Text block:
But this page is worth your time if any of the following applies:

  • Tables aren't rendering the way you want and you'd like to change it
  • You're building a RAG pipeline and need to chunk by slide / sheet
  • You want to support a new file format (ODT, RTF, etc.)
  • You want to output something other than markdown — HTML, JSON, etc.

Your file goes through two stages, not one

It looks like "file → markdown," but internally there are two distinct steps.

flowchart LR
    A[Source file<br/>.docx / .xlsx / .pptx / .hwp / .pdf] -->|Parser| B[DoclingDocument<br/>structured tree]
    B -->|Serializer| C[Markdown string]
    B -.->|Serializer| D[HTML / JSON / ...]
  • Stage 1 (Parser): Reads the source file and converts every title, paragraph, table, list item, etc. into a tree-shaped data structure called DoclingDocument. This stage knows nothing about markdown.
  • Stage 2 (Serializer): Walks the DoclingDocument tree and produces a markdown string. Tables are rendered by a separate TableSerializer component.

ToMarkdown() runs both stages in one call, but a DoclingDocument exists in memory between them as the intermediate representation.

Data listing:
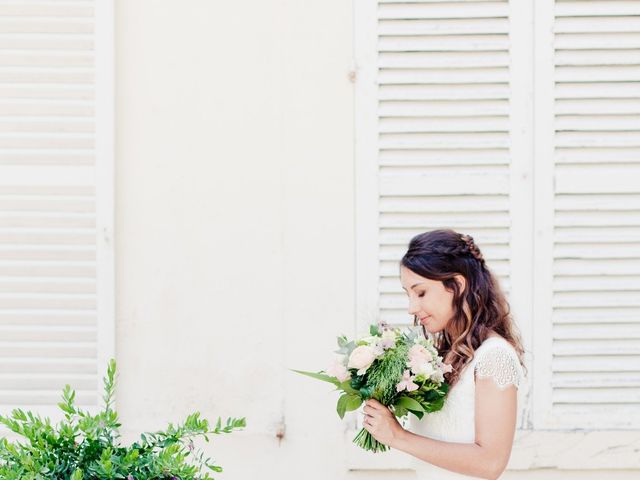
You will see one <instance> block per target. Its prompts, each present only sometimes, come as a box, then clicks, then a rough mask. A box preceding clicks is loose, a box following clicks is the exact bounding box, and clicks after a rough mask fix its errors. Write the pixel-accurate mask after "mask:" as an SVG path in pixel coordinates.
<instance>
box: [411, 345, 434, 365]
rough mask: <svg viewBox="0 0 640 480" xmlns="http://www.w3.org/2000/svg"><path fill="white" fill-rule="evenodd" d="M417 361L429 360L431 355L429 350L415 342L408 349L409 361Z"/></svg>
mask: <svg viewBox="0 0 640 480" xmlns="http://www.w3.org/2000/svg"><path fill="white" fill-rule="evenodd" d="M414 360H416V361H418V362H420V363H422V362H431V361H432V360H433V355H431V352H430V351H429V350H427V349H426V348H425V346H424V345H420V344H419V343H416V344H415V345H413V346H412V347H411V348H410V349H409V361H411V362H412V361H414Z"/></svg>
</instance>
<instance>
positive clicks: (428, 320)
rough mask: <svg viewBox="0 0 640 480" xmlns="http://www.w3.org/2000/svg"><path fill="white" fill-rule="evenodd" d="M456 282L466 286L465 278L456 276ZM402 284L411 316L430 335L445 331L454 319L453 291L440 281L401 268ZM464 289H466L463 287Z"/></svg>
mask: <svg viewBox="0 0 640 480" xmlns="http://www.w3.org/2000/svg"><path fill="white" fill-rule="evenodd" d="M456 280H457V281H458V282H459V283H460V284H461V286H464V277H463V276H462V275H456ZM400 283H401V284H402V288H403V289H404V290H405V291H406V292H407V295H408V297H409V308H408V311H409V314H410V315H416V316H417V317H418V323H419V324H421V325H424V327H425V328H426V329H427V331H428V332H430V333H437V332H440V331H442V330H444V329H445V327H446V326H447V324H448V323H449V320H451V318H452V317H453V313H454V310H453V305H452V302H453V291H448V290H446V289H445V288H444V284H443V283H442V282H441V281H439V280H430V279H428V278H425V277H421V276H420V275H418V274H417V273H414V272H412V271H411V270H409V269H408V268H407V267H405V266H404V265H401V266H400ZM463 288H464V287H463Z"/></svg>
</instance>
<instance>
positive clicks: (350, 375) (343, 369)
mask: <svg viewBox="0 0 640 480" xmlns="http://www.w3.org/2000/svg"><path fill="white" fill-rule="evenodd" d="M326 373H327V375H329V376H330V377H335V378H337V379H338V380H340V381H341V382H344V381H345V380H349V379H350V378H351V374H350V373H349V371H348V370H347V367H345V366H344V358H343V357H342V356H340V357H337V356H336V358H335V359H334V361H333V363H332V364H331V365H330V366H329V368H327V372H326Z"/></svg>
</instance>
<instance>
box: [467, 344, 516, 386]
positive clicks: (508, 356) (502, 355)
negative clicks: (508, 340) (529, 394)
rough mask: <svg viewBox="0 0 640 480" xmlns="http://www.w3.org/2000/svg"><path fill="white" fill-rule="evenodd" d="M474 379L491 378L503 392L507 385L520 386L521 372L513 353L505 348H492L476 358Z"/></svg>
mask: <svg viewBox="0 0 640 480" xmlns="http://www.w3.org/2000/svg"><path fill="white" fill-rule="evenodd" d="M475 373H476V377H478V378H481V377H491V378H493V380H494V381H495V382H496V384H497V385H498V388H500V389H501V390H504V389H505V388H507V387H508V386H509V385H515V386H516V388H518V387H519V386H520V380H521V377H522V370H521V366H520V361H519V360H518V357H517V355H516V354H515V352H514V351H512V350H510V349H509V348H507V347H506V346H502V345H498V346H495V347H492V348H490V349H488V350H485V351H484V352H481V353H480V355H479V356H478V360H477V361H476V365H475Z"/></svg>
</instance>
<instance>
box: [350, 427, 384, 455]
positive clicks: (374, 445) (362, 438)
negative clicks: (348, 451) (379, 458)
mask: <svg viewBox="0 0 640 480" xmlns="http://www.w3.org/2000/svg"><path fill="white" fill-rule="evenodd" d="M353 443H355V444H356V445H358V446H359V447H361V448H364V449H365V450H368V451H370V452H373V453H377V452H386V451H387V450H388V448H389V447H387V446H386V445H385V444H384V443H380V442H379V441H377V440H376V439H375V438H373V436H372V435H371V434H370V433H369V432H368V431H366V430H365V429H364V428H362V429H360V431H359V432H358V435H356V437H355V438H354V439H353Z"/></svg>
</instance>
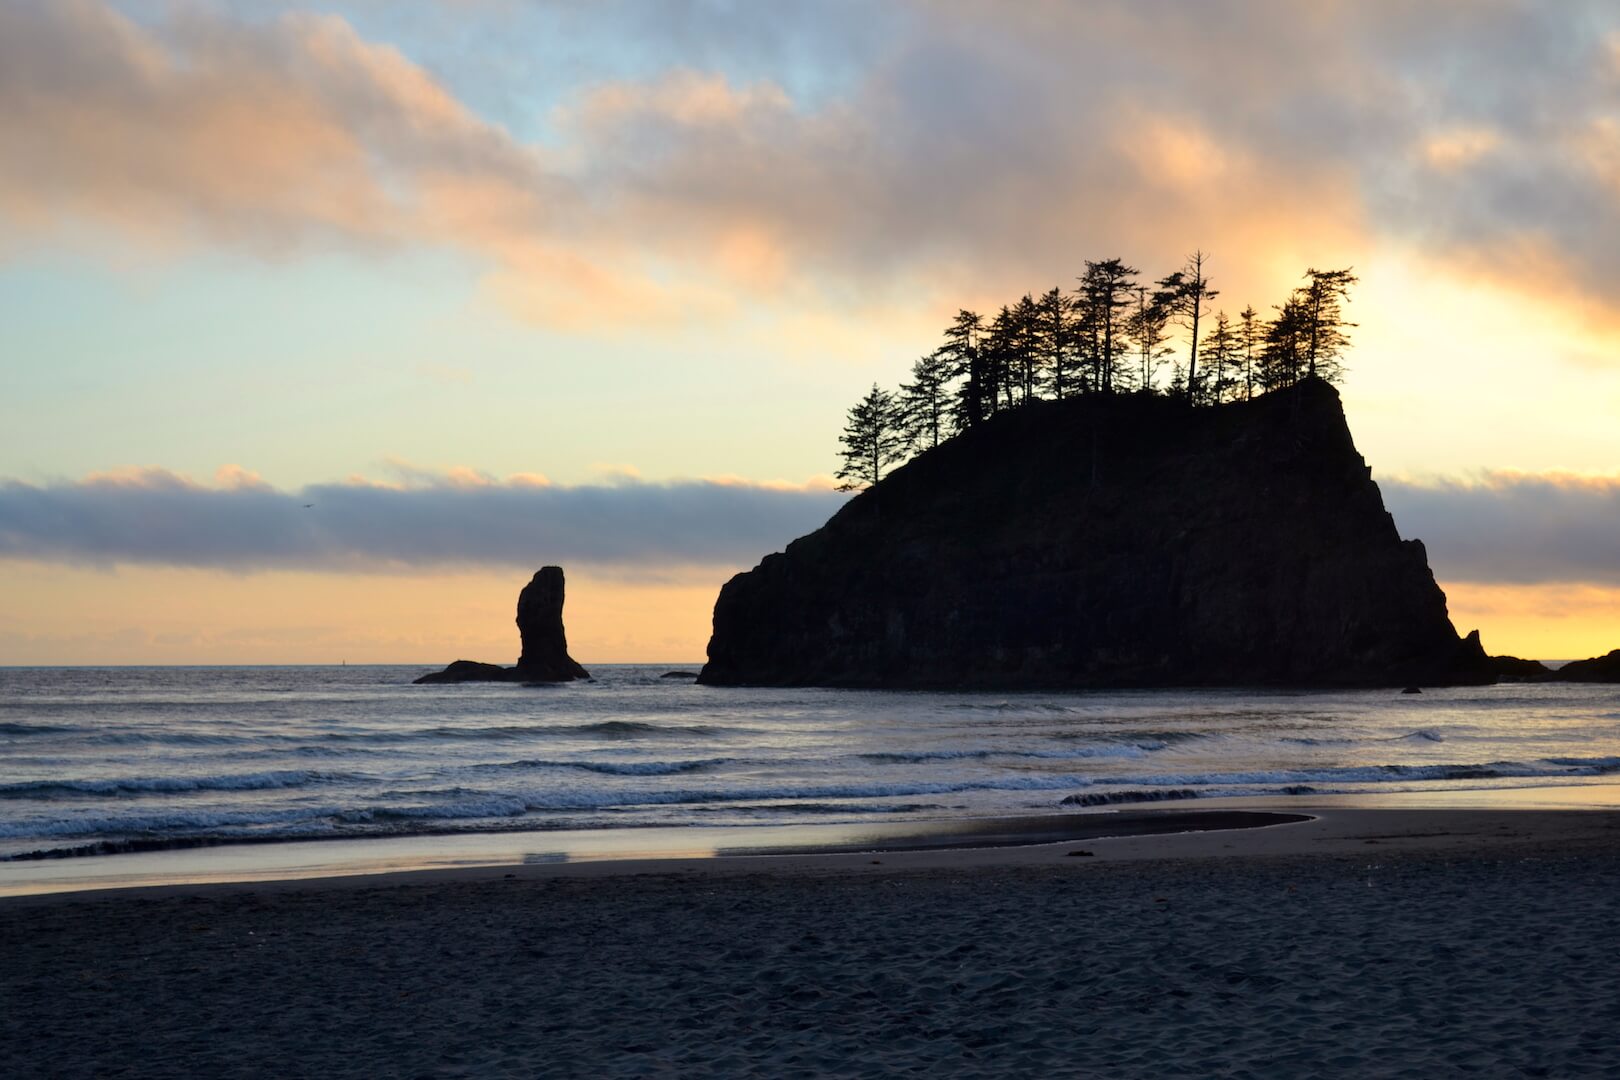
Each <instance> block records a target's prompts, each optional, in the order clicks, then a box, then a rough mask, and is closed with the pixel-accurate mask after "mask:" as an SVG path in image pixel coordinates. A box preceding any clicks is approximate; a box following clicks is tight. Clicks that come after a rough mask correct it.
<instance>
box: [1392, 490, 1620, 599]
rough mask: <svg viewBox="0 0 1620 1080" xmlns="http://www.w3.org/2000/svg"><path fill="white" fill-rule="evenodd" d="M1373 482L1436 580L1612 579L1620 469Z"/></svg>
mask: <svg viewBox="0 0 1620 1080" xmlns="http://www.w3.org/2000/svg"><path fill="white" fill-rule="evenodd" d="M1379 487H1380V489H1382V491H1383V500H1385V505H1388V508H1390V513H1393V515H1395V523H1396V525H1398V526H1400V531H1401V536H1416V538H1419V539H1422V541H1424V546H1426V547H1427V551H1429V562H1430V565H1432V567H1434V572H1435V576H1439V578H1440V580H1443V581H1474V583H1498V585H1533V583H1554V581H1567V583H1592V585H1610V586H1614V585H1620V476H1571V474H1560V473H1542V474H1531V473H1505V471H1502V473H1486V474H1482V476H1479V478H1477V479H1473V481H1429V483H1413V481H1388V479H1385V481H1379Z"/></svg>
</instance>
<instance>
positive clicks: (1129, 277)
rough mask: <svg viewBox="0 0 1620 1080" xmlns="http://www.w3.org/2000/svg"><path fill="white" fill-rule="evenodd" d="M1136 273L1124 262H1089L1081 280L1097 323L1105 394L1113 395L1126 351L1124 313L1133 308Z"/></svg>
mask: <svg viewBox="0 0 1620 1080" xmlns="http://www.w3.org/2000/svg"><path fill="white" fill-rule="evenodd" d="M1136 274H1137V270H1136V267H1134V266H1126V264H1124V261H1123V259H1105V261H1102V262H1092V261H1090V259H1087V261H1085V277H1082V279H1081V291H1082V293H1084V295H1085V304H1087V309H1089V313H1090V316H1092V319H1093V322H1095V327H1093V329H1095V335H1097V359H1095V364H1097V387H1098V389H1100V390H1102V392H1103V393H1113V390H1115V384H1116V381H1118V379H1116V364H1115V361H1116V359H1118V358H1119V356H1121V355H1123V353H1124V348H1126V334H1124V314H1123V313H1124V309H1126V308H1129V306H1131V293H1132V290H1134V287H1136Z"/></svg>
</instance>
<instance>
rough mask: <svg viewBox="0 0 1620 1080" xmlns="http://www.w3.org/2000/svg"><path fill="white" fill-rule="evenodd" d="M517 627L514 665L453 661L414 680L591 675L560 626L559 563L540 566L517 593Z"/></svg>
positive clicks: (467, 678)
mask: <svg viewBox="0 0 1620 1080" xmlns="http://www.w3.org/2000/svg"><path fill="white" fill-rule="evenodd" d="M517 631H518V636H520V638H522V641H523V653H522V656H518V661H517V667H501V665H499V664H480V662H478V661H455V662H454V664H450V665H449V667H445V669H444V670H442V672H431V674H428V675H423V677H421V678H418V680H416V682H418V683H458V682H570V680H575V678H590V677H591V674H590V672H588V670H585V669H583V667H580V665H578V664H575V662H573V657H572V656H569V638H567V633H564V630H562V567H541V568H539V570H536V572H535V576H533V578H531V580H530V583H528V585H525V586H523V591H522V593H518V594H517Z"/></svg>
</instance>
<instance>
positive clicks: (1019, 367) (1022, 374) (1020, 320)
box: [1011, 293, 1043, 403]
mask: <svg viewBox="0 0 1620 1080" xmlns="http://www.w3.org/2000/svg"><path fill="white" fill-rule="evenodd" d="M1011 345H1013V364H1014V369H1016V374H1017V384H1019V400H1021V402H1024V403H1027V402H1030V400H1032V398H1034V397H1035V389H1037V385H1038V382H1040V381H1038V379H1037V372H1038V371H1040V361H1042V359H1043V356H1042V348H1040V308H1038V306H1037V304H1035V298H1034V296H1030V295H1029V293H1024V296H1022V298H1021V300H1019V301H1017V304H1016V306H1014V308H1013V342H1011Z"/></svg>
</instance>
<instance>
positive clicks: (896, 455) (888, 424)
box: [838, 384, 907, 491]
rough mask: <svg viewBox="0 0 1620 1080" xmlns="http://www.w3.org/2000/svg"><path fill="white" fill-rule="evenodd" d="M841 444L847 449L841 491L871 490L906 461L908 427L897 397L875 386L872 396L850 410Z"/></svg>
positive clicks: (844, 453)
mask: <svg viewBox="0 0 1620 1080" xmlns="http://www.w3.org/2000/svg"><path fill="white" fill-rule="evenodd" d="M838 440H839V442H841V444H842V445H844V449H842V452H841V453H842V457H844V465H842V466H841V468H839V470H838V479H841V481H842V483H841V484H839V486H838V489H839V491H855V489H859V487H870V486H873V484H876V483H878V481H880V479H883V470H886V468H888V466H891V465H894V463H896V461H902V460H906V442H907V439H906V424H904V418H902V415H901V408H899V405H897V403H896V402H894V395H893V393H889V392H888V390H883V389H880V387H878V384H872V392H870V393H868V395H867V397H863V398H862V400H859V402H855V405H854V406H851V410H849V419H847V423H846V424H844V434H842V436H839V439H838Z"/></svg>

Apply what you read:
[a] In the text above on converting files to markdown, do these statements agree with it? Answer yes or no for each and quote the words that decide it. (i) The parser stage produces markdown directly. (ii) A separate component renders tables. (iii) A single call to ToMarkdown() runs both stages.
[b] Retype the part of the text on converting files to markdown that opens with the words containing "flowchart LR" and closes with "nothing about markdown.".
[c] Write what comes next in the text on converting files to markdown, starting after its final sentence.

Exercise responses:
[a]
(i) No: "This stage knows nothing about markdown."
(ii) Yes: "Tables are rendered by a separate TableSerializer component."
(iii) Yes: "ToMarkdown() runs both stages in one call"

[b]
flowchart LR
    A[Source file<br/>.docx / .xlsx / .pptx / .hwp / .pdf] -->|Parser| B[DoclingDocument<br/>structured tree]
    B -->|Serializer| C[Markdown string]
    B -.->|Serializer| D[HTML / JSON / ...]
  • Stage 1 (Parser): Reads the source file and converts every title, paragraph, table, list item, etc. into a tree-shaped data structure called DoclingDocument. This stage knows nothing about markdown.

[c]
Why two stages?

A natural question: "Why not just convert directly to markdown?" Four reasons.

1. Same structure, multiple output formats

Markdown is just one possible output. The same DoclingDocument could be serialized to HTML, JSON, plain text, etc. (only markdown is implemented today, but the door is open).

2. Swap table rendering at runtime

Sometimes you want the same table to be rendered differently depending on context.

var doc = (await new ExcelDocumentLoader().LoadAsync("data.xlsx"))[0];

// Default: standard markdown pipe table
string md1 = doc.ToMarkdown();

// Alternative: semantic header-value pairs (better for RAG)
doc.TableSerializer = new SemanticTableSerializer();
string md2 = doc.ToMarkdown();

You can switch rendering without re-parsing the file because the structure (DoclingDocument) is still in memory from stage 1.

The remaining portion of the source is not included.